» Your assignment:
Straight copy, no pictures: transcribe each entry as it stands.

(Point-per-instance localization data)
________________
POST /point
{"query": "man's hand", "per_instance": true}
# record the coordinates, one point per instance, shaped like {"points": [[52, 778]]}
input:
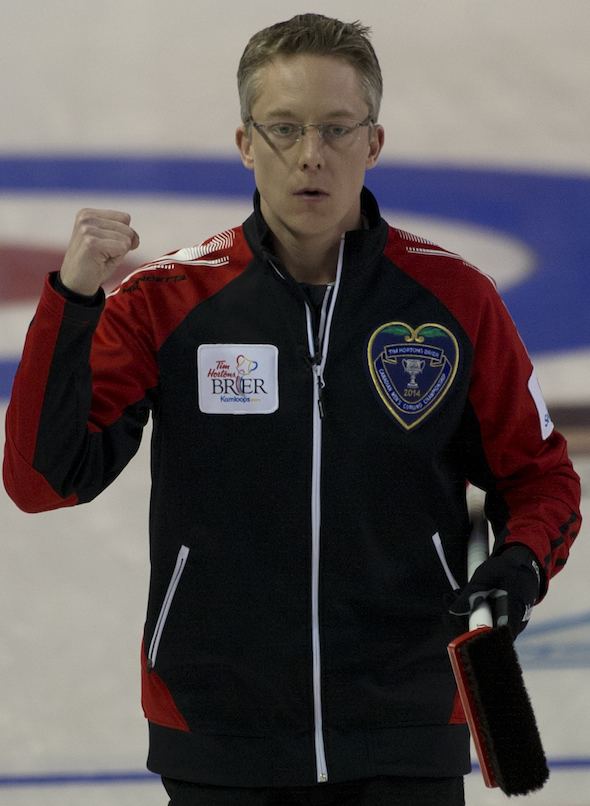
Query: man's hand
{"points": [[100, 241], [510, 582]]}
________________
» Response to the task:
POST /point
{"query": "man's hand", "per_instance": true}
# record the coordinates, one point per instance, shaped like {"points": [[52, 778]]}
input:
Query: man's hand
{"points": [[100, 241], [510, 582]]}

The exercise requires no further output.